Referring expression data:
::::

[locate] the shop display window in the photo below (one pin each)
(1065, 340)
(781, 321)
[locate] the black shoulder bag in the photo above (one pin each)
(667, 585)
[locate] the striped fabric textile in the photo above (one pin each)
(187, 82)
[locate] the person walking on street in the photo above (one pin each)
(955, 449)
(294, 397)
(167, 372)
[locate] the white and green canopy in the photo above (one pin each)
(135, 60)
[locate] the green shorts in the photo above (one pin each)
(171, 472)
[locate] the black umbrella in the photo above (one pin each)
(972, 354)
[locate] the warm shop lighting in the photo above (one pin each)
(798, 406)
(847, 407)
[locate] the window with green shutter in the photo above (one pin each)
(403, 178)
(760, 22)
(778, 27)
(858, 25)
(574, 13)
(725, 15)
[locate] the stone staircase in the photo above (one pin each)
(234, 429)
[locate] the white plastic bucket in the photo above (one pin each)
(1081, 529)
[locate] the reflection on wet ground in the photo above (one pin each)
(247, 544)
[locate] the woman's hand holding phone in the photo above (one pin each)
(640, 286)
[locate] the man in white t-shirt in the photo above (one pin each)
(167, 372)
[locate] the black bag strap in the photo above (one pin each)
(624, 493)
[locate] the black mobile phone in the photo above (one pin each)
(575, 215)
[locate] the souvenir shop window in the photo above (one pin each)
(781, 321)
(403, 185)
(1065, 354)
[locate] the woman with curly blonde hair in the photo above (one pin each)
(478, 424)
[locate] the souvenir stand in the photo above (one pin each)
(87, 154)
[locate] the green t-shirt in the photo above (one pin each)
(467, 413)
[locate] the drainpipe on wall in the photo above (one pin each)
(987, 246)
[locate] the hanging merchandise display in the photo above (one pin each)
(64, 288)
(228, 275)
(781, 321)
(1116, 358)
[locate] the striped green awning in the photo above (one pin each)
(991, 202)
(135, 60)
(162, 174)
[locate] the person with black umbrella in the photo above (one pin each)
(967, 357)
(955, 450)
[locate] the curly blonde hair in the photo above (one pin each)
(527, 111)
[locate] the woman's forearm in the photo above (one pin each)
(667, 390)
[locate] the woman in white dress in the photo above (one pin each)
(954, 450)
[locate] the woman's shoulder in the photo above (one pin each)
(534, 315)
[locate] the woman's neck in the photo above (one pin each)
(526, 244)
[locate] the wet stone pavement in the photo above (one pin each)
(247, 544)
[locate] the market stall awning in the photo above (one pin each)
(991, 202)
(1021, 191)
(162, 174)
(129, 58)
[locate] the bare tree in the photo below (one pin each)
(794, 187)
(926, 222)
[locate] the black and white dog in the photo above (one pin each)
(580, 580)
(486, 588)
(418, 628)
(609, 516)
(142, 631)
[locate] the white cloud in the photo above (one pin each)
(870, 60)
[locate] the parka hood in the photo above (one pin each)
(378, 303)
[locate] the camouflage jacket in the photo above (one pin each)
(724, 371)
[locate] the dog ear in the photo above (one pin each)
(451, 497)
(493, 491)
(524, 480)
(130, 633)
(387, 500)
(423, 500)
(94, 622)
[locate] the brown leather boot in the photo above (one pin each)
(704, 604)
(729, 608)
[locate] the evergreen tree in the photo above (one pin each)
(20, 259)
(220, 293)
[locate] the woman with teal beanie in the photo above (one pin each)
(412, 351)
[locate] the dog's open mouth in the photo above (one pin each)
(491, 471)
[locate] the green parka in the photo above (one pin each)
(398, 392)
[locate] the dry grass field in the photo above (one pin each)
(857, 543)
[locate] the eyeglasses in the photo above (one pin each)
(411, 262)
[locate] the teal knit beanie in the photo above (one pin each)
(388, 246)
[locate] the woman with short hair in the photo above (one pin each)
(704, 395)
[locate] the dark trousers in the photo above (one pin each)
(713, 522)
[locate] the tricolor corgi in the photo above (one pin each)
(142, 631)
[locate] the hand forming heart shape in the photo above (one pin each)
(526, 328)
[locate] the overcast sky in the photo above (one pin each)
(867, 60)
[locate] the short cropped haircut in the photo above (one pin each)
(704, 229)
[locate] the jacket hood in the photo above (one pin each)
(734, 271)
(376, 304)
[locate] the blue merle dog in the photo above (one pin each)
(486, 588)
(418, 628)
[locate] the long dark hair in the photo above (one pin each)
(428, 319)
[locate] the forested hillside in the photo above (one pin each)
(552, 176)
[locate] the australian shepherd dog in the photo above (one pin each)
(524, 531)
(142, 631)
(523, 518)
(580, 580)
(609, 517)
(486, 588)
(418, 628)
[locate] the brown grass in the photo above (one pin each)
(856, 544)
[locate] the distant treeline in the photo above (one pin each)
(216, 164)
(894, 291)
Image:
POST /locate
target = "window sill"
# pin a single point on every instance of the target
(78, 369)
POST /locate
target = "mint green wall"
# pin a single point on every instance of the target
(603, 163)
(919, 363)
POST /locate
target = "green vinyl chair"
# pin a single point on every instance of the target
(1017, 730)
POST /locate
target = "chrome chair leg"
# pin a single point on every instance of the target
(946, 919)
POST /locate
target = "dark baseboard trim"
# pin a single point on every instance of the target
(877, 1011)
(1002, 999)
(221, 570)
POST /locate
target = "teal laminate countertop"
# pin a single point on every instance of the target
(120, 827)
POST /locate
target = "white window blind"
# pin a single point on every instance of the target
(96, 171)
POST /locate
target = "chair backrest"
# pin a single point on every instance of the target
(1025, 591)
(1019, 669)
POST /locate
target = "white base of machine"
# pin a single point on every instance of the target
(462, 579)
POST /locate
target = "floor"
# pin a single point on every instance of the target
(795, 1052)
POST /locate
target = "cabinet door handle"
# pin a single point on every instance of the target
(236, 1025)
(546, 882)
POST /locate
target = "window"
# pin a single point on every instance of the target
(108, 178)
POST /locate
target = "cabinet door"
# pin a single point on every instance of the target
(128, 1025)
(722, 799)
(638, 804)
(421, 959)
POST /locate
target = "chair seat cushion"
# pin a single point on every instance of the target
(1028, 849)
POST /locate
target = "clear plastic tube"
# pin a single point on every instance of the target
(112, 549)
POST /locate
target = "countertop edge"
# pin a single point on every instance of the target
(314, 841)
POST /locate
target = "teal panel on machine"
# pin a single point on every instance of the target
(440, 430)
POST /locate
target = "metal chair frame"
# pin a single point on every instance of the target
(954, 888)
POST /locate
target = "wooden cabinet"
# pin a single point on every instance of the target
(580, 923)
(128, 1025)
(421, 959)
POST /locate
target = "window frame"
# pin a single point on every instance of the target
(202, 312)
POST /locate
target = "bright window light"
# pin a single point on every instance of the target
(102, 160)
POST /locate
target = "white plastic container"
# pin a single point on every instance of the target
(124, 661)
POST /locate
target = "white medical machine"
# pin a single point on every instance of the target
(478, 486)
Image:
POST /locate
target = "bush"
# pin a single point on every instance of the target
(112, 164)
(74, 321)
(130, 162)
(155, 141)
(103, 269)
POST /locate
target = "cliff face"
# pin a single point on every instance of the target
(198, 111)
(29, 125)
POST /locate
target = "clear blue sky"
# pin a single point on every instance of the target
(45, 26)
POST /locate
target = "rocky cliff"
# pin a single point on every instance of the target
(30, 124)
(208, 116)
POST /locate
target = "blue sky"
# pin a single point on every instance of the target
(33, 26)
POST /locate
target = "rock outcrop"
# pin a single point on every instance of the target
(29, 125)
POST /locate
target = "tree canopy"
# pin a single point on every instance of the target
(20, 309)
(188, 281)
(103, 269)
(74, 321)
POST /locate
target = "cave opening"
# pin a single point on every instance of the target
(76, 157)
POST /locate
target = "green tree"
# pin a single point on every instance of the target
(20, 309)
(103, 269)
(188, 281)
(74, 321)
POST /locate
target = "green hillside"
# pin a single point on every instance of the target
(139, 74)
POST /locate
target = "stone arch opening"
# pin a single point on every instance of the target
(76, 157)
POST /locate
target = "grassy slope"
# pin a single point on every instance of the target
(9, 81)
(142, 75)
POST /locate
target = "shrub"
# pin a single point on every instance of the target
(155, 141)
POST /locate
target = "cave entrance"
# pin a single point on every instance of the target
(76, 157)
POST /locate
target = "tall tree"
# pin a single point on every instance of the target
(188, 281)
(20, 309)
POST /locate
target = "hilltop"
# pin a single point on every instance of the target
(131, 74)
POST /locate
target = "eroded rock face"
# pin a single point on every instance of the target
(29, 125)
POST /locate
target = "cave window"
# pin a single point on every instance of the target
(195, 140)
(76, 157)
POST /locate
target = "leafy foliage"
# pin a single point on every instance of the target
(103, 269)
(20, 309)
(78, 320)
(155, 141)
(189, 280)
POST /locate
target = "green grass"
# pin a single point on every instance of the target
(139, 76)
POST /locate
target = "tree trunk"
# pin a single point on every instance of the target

::::

What is being asked: Return only the number of lines in the preceding records that contain the string "clear".

Response box: 2